(TASK DIRECTIONS):
Write out the data below in full, unchanged, minus the images.

(ROWS):
## Begin

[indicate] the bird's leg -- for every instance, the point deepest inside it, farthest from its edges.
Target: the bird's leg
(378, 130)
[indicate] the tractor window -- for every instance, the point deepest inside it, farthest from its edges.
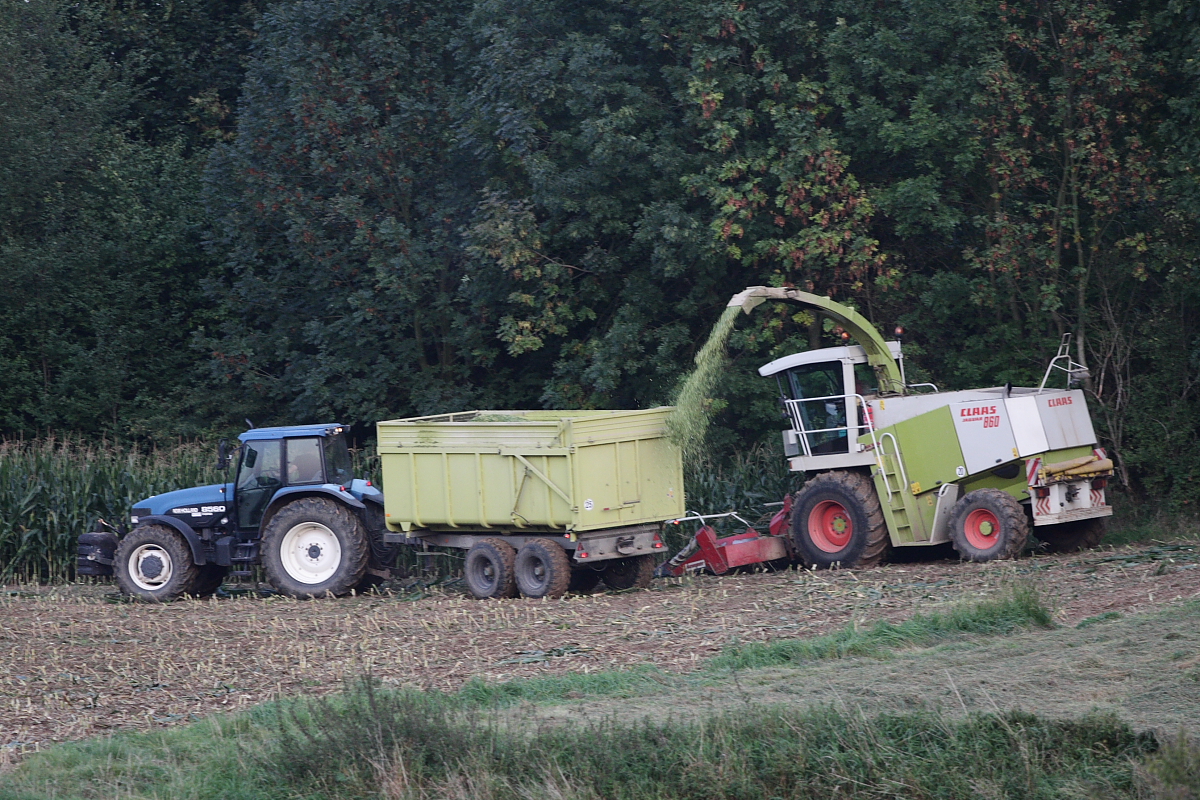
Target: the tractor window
(258, 477)
(304, 462)
(337, 461)
(810, 383)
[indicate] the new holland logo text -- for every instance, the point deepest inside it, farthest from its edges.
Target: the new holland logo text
(202, 510)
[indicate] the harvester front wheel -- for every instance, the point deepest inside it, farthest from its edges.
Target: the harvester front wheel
(634, 572)
(490, 569)
(989, 524)
(837, 519)
(315, 547)
(543, 570)
(154, 563)
(1071, 536)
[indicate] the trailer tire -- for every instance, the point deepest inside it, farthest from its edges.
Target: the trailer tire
(583, 581)
(490, 569)
(1072, 536)
(635, 572)
(315, 547)
(153, 563)
(837, 519)
(543, 570)
(989, 524)
(208, 581)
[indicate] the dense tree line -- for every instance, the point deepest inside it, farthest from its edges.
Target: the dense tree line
(357, 209)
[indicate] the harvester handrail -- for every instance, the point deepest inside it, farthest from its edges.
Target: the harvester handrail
(798, 421)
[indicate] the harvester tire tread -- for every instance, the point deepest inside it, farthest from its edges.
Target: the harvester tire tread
(543, 570)
(490, 569)
(634, 572)
(999, 507)
(132, 561)
(869, 542)
(335, 519)
(1073, 536)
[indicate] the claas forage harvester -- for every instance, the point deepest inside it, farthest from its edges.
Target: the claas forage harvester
(893, 464)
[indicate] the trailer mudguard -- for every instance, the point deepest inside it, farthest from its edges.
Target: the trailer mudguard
(190, 536)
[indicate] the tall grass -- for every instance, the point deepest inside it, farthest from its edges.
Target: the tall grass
(53, 489)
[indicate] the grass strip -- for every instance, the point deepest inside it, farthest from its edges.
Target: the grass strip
(407, 745)
(1020, 609)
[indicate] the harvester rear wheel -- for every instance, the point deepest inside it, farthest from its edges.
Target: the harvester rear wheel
(543, 570)
(1071, 536)
(837, 519)
(490, 569)
(635, 572)
(989, 524)
(154, 563)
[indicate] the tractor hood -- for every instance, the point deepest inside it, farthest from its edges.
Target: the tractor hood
(198, 506)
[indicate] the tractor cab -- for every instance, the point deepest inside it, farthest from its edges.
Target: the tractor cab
(294, 457)
(825, 397)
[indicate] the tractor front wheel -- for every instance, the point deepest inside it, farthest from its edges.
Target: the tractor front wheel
(315, 547)
(837, 519)
(154, 563)
(989, 524)
(1072, 536)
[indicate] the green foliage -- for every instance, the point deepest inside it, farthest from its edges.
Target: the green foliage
(52, 491)
(1020, 608)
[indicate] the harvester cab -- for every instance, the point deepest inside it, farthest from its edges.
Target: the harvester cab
(892, 464)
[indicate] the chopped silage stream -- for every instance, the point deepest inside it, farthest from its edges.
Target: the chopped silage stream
(75, 665)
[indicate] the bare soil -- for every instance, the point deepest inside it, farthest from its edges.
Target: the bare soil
(75, 662)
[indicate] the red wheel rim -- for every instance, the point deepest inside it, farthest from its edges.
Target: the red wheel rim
(831, 527)
(982, 529)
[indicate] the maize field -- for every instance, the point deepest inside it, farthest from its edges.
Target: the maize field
(53, 489)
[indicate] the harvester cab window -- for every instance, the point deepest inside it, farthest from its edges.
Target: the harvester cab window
(259, 475)
(821, 405)
(304, 461)
(337, 459)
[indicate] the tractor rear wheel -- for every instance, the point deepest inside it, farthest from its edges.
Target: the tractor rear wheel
(315, 547)
(634, 572)
(154, 563)
(490, 569)
(1071, 536)
(837, 519)
(543, 570)
(989, 524)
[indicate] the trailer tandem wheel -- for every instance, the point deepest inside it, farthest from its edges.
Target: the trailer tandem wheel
(543, 570)
(837, 519)
(989, 524)
(490, 569)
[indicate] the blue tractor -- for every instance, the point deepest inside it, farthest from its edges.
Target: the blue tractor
(293, 507)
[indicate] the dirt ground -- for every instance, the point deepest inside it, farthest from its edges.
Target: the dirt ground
(76, 662)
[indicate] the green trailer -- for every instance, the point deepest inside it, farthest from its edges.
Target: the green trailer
(540, 500)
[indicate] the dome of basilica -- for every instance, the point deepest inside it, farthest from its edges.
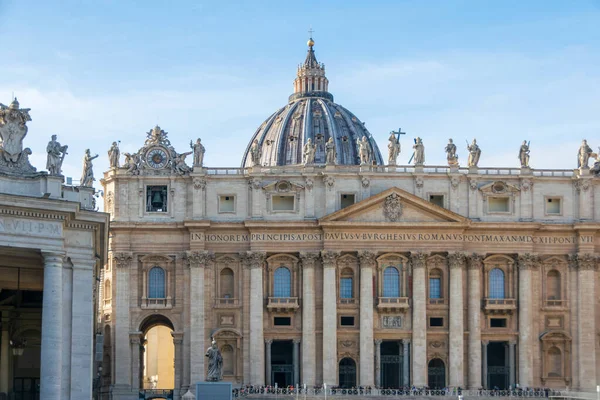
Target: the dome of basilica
(311, 114)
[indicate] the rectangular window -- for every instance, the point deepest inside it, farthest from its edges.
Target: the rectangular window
(553, 206)
(435, 288)
(282, 203)
(156, 198)
(497, 322)
(346, 288)
(437, 199)
(282, 321)
(498, 204)
(227, 203)
(346, 200)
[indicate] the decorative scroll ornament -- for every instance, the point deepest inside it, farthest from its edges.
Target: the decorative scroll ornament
(392, 207)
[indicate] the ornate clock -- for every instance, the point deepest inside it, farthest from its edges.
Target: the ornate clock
(157, 157)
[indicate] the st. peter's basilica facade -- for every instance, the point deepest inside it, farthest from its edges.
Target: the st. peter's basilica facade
(319, 261)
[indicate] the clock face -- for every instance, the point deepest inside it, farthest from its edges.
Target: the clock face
(157, 158)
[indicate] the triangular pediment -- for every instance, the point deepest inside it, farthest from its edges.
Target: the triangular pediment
(395, 205)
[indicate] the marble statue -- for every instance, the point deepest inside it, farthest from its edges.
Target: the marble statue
(419, 155)
(393, 149)
(330, 152)
(199, 151)
(56, 155)
(255, 153)
(451, 153)
(309, 152)
(524, 154)
(87, 176)
(474, 154)
(364, 151)
(583, 156)
(215, 363)
(113, 155)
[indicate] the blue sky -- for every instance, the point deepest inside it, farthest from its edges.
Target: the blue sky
(502, 71)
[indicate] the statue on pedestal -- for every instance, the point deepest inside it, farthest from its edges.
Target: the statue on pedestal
(113, 155)
(56, 155)
(215, 363)
(199, 151)
(87, 176)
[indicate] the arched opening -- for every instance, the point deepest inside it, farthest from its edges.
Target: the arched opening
(158, 353)
(347, 373)
(553, 285)
(436, 374)
(226, 284)
(391, 282)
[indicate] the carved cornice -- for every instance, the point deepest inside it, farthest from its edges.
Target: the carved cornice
(418, 259)
(199, 259)
(329, 258)
(367, 258)
(457, 260)
(122, 260)
(528, 261)
(475, 261)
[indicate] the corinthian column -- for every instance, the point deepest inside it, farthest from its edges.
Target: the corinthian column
(586, 299)
(419, 322)
(257, 340)
(309, 354)
(457, 266)
(367, 362)
(475, 263)
(198, 261)
(526, 262)
(330, 375)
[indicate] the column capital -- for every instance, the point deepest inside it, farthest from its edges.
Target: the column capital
(475, 261)
(367, 258)
(329, 258)
(199, 259)
(457, 260)
(528, 261)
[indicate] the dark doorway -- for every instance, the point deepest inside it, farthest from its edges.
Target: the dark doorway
(347, 371)
(436, 373)
(282, 363)
(391, 365)
(497, 365)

## End

(ANSWER TO THE TASK):
[indicate] the bird's leg -- for every instance, the point deepest inside it, farthest from its edges.
Target: the bird's leg
(378, 130)
[indicate] the tractor window -- for every instance, the point deepest inside it, farthest from its edges.
Target: the tractor window
(258, 477)
(304, 462)
(337, 461)
(810, 383)
[indicate] the new holland logo text -- for every instance, the point deepest inside it, farthest from its edges.
Target: the new holland logo text
(202, 510)
[indicate] the harvester front wheel -- for every instance, the point deepest inside it, farthest from its edges.
Target: the harvester front wheel
(634, 572)
(490, 569)
(989, 524)
(837, 519)
(315, 547)
(543, 570)
(154, 563)
(1071, 536)
[indicate] the trailer tire -- for every instance, the point deepest inside it, farthest from its edges.
Target: the trailer tire
(583, 581)
(490, 569)
(1072, 536)
(635, 572)
(315, 547)
(153, 563)
(837, 519)
(543, 570)
(989, 524)
(208, 581)
[indicate] the dense tree line -- for every instance, the point deepest inside it, farthest from its edges.
Target: the dense tree line
(357, 209)
[indicate] the harvester handrail -- for every instance, the point deepest inside it, farthest from its edges.
Target: the harvester handrail
(798, 421)
[indicate] the harvester tire tread -- for every instance, the point deepest inside it, farthest from its edges.
Target: the harvester tire tread
(543, 570)
(490, 569)
(634, 572)
(999, 507)
(132, 561)
(869, 542)
(335, 519)
(1073, 536)
[indicate] the claas forage harvester -- for every instance, the point deepest inside it, farthest from its edges.
Target: the claas forage harvester
(893, 464)
[indicate] the trailer mudguard -- for every instance, the point deepest inside it, farthest from its edges.
Target: the trailer mudguard
(190, 536)
[indicate] the tall grass -- for every instance, the point deepest inside it, farthest from its edges.
Target: the tall grass
(53, 489)
[indicate] the grass strip -- for every instance, the point deepest inside it, farthest from its edges.
Target: the grass strip
(407, 745)
(1020, 609)
[indicate] the harvester rear wheel -- for every instance, the point deepest inside it, farthest from its edges.
Target: the harvester rear wheel
(543, 570)
(1071, 536)
(837, 519)
(490, 569)
(635, 572)
(989, 524)
(154, 563)
[indicate] the tractor hood -- for every instance, the point deepest inside it, farthest from its edges.
Target: the tractor hood
(198, 506)
[indicate] the tractor cab -- for every instance, the point deepest inside it, farthest from its edges.
Target: the tractor cab
(294, 457)
(825, 397)
[indicate] the tractor front wheel -- for every instance, the point deepest inside it, farthest from its edges.
Target: the tractor front wheel
(315, 547)
(837, 519)
(154, 563)
(989, 524)
(1072, 536)
[indicate] the green foliage -- for every instance, the point deepest inside it, farthest from its edges.
Target: the green foliage
(52, 491)
(1020, 608)
[indicate] the harvester cab -- for every instance, the point deepest inside it, farthest from its edges.
Target: the harvester cab
(892, 464)
[indicate] the chopped silage stream -- for every instance, the point deepest inside it, farthest from its edges.
Target: the chopped silage stream
(75, 665)
[indicate] the bare soil -- for every instance, the point deepest inside it, farthest from its edges.
Target: the bare soil
(75, 662)
[indicate] the red wheel rim -- for every instance, the point deepest inside it, farthest from its edges.
Target: the red wheel rim
(831, 527)
(982, 529)
[indicate] the maize field -- for every instance, the point deepest inside it, farthest from its edges.
Target: the maize field
(53, 489)
[indicate] the harvester cab window -- for every instance, the point deepest inside it, farthest from its edges.
Target: the harvester cab window
(259, 475)
(821, 405)
(304, 461)
(337, 459)
[indicate] the tractor rear wheel -- for every instance, the point deepest inside it, farthest from its edges.
Target: the tractor rear wheel
(315, 547)
(634, 572)
(154, 563)
(490, 569)
(1071, 536)
(837, 519)
(543, 570)
(989, 524)
[indicate] the trailer tandem wheel -- for every instance, the point deepest inside it, farthest from its edges.
Target: the trailer tandem wheel
(543, 570)
(837, 519)
(989, 524)
(490, 569)
[indicate] the blue tractor -- for every instance, the point deepest inside it, farthest from its edges.
Target: the blue tractor
(293, 507)
[indicate] the dirt ground -- for every instance, the point deepest inside it, farthest from its edges.
Target: the dirt ground
(76, 662)
[indicate] the green trailer -- for every instance, the point deepest inside it, farthest from its edges.
Target: the green trailer
(540, 500)
[indicate] the dome of basilica -- for every instance, the point deepest inside it, farthest from its edges.
Target: the dome of basilica
(311, 114)
[indicate] the rectangular window -- for every instance, the point deepest inside it, farthest from its edges.
Target: the rectangular window
(553, 206)
(435, 288)
(282, 203)
(156, 198)
(497, 322)
(346, 288)
(437, 199)
(282, 321)
(498, 204)
(227, 203)
(346, 200)
[indicate] the decorative scroll ornament -- for every instance, the point deepest inside it, farthest from its edges.
Target: the decorative scroll ornament
(392, 207)
[indicate] the ornate clock -- for every instance, the point deepest inside it, farthest from its edges.
Target: the ornate clock
(157, 157)
[indicate] the st. peter's basilica facade -- for every instance, the point deepest inside it, farthest from its edges.
Target: the st. peter's basilica facade
(319, 261)
[indicate] the clock face -- for every instance, the point deepest inside it, farthest from its edges.
Target: the clock face
(157, 158)
[indicate] the triangular pediment -- for every instance, the point deepest inside it, farthest from its edges.
Target: the triangular pediment
(395, 205)
[indicate] the marble statue -- for every instance, the point deepest inside it, farthest from its edges.
Target: the marble statue
(419, 155)
(393, 149)
(330, 152)
(199, 151)
(56, 155)
(255, 153)
(451, 153)
(309, 152)
(524, 154)
(87, 176)
(474, 154)
(364, 151)
(583, 156)
(215, 363)
(113, 155)
[indicate] the blue sky -- for every instance, the point deepest inside it, farthest from its edges.
Target: the blue sky
(502, 71)
[indicate] the statue on pedestal -- for every instance, the point deepest inside it, farthest from its edges.
Target: the statue on pedestal
(113, 155)
(56, 155)
(215, 363)
(199, 151)
(87, 176)
[indicate] the arched opening -- for every instance, the point deepest inside it, farthest from its edges.
Target: the arched opening
(158, 353)
(347, 373)
(553, 285)
(436, 374)
(226, 284)
(391, 282)
[indicate] the carved cornice -- for every instance, the point deepest inside it, farthest from its edges.
Target: the carved cornice
(418, 259)
(199, 259)
(329, 258)
(367, 258)
(457, 260)
(122, 260)
(528, 261)
(475, 261)
[indicate] the corinthian column -- for every instance, the point deepest inside it, farthest from its edges.
Target: the corinthian column
(586, 299)
(419, 322)
(257, 340)
(309, 354)
(457, 266)
(367, 362)
(475, 263)
(198, 261)
(526, 262)
(330, 375)
[indicate] the column capital -- for every instance, the point deepest inside it, farthest from its edges.
Target: the column capital
(475, 261)
(367, 258)
(329, 258)
(199, 259)
(457, 260)
(528, 261)
[indicate] the dark doorway -- for every instance, the point deepest inside it, farthest from its edges.
Target: the dark doorway
(347, 371)
(436, 373)
(282, 363)
(391, 365)
(497, 365)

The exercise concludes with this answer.